## Your instructions
If a line in the records below holds the string "sign", count it; give only the total.

|---|

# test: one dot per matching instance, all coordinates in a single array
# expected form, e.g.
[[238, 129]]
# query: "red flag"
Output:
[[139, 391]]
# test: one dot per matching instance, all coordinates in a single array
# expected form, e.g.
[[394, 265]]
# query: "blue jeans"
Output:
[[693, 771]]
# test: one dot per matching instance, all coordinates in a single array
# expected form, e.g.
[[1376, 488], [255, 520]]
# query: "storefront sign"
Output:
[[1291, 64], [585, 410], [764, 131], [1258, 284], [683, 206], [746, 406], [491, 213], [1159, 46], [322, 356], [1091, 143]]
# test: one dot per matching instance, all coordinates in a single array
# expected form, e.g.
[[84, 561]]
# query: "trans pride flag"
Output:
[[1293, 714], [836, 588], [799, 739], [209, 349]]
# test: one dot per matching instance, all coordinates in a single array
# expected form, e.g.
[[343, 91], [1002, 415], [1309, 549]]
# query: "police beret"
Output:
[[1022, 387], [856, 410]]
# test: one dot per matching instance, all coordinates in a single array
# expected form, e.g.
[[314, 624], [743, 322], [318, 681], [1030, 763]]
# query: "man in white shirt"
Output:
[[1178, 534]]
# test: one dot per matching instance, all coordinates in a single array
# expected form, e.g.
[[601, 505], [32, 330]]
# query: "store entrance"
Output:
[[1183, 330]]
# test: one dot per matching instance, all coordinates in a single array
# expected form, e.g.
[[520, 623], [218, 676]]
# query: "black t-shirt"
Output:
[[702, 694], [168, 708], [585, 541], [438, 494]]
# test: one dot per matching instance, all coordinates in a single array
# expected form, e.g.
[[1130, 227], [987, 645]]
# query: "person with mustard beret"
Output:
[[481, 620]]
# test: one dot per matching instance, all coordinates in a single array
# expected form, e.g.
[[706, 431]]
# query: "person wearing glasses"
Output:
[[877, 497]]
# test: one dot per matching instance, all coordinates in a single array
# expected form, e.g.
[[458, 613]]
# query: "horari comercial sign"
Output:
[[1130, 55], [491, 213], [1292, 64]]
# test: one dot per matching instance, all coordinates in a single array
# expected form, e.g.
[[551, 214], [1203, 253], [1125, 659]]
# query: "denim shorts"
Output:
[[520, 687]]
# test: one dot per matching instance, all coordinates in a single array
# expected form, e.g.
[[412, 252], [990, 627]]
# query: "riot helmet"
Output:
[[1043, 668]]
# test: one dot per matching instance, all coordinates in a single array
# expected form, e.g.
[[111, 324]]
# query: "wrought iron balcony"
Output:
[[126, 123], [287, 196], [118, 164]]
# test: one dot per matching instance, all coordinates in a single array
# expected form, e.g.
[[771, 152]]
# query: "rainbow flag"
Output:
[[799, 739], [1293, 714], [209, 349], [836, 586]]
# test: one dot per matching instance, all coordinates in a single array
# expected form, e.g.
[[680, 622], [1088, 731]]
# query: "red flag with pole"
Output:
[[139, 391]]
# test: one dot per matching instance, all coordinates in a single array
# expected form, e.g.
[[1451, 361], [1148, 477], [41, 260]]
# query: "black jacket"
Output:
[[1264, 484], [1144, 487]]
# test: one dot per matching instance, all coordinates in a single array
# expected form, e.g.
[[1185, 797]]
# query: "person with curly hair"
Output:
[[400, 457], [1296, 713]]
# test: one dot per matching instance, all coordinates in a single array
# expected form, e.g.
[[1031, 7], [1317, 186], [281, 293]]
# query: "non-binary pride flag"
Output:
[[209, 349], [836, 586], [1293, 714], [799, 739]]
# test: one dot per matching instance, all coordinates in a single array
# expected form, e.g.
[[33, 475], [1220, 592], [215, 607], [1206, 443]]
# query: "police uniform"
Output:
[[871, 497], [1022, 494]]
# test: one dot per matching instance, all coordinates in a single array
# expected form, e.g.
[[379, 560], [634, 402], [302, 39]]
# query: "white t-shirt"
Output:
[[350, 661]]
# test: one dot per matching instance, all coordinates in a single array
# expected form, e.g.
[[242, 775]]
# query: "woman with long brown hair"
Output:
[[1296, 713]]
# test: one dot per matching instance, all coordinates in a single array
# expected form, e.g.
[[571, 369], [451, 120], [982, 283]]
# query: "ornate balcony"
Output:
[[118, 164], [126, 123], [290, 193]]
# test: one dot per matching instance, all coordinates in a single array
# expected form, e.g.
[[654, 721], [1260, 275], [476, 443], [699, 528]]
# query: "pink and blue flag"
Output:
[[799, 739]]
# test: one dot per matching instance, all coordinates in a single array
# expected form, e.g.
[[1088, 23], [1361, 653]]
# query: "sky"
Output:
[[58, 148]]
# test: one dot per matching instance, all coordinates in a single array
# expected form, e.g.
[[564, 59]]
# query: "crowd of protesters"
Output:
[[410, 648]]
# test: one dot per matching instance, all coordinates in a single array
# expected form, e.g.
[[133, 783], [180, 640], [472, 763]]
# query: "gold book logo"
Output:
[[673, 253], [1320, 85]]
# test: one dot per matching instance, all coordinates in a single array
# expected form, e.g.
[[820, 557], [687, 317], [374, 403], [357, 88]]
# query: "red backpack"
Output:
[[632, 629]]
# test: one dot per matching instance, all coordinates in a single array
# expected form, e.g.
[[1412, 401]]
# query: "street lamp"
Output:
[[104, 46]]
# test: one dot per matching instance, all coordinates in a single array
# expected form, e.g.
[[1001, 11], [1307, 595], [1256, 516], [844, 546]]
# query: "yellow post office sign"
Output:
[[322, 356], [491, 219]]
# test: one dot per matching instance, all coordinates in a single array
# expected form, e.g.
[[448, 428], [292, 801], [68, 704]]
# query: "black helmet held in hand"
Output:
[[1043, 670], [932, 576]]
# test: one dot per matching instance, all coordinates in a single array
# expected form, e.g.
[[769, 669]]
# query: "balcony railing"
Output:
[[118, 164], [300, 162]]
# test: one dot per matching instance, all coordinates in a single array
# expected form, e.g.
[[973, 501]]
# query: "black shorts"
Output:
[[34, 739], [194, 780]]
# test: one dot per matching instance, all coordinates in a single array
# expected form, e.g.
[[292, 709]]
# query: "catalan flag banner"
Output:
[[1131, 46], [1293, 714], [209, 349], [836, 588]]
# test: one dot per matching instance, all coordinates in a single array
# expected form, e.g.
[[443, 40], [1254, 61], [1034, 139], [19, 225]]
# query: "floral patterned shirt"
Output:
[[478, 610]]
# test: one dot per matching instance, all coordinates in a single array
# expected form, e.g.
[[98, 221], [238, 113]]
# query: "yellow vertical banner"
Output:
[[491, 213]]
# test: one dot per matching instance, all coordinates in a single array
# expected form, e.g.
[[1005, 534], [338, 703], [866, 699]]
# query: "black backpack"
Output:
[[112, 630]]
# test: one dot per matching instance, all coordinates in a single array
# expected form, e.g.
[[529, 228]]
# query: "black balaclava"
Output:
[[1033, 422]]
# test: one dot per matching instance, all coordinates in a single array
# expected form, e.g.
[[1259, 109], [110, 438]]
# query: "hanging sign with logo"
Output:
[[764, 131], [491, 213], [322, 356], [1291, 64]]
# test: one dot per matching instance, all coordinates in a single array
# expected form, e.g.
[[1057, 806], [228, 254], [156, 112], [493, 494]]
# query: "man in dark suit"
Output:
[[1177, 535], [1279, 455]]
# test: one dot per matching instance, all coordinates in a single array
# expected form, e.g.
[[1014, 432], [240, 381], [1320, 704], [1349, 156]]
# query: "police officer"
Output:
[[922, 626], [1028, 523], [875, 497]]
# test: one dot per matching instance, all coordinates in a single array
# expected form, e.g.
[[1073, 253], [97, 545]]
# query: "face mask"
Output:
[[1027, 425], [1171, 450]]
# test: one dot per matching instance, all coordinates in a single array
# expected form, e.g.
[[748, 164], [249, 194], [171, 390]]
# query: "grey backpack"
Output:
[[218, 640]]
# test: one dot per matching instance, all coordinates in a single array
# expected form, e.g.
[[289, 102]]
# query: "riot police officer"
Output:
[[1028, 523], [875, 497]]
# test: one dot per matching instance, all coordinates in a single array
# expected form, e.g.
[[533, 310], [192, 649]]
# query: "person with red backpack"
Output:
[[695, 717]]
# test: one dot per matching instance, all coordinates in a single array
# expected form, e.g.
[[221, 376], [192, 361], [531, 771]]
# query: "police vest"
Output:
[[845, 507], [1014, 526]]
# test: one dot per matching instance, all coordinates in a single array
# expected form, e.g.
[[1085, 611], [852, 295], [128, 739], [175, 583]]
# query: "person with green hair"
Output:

|---|

## Exercise output
4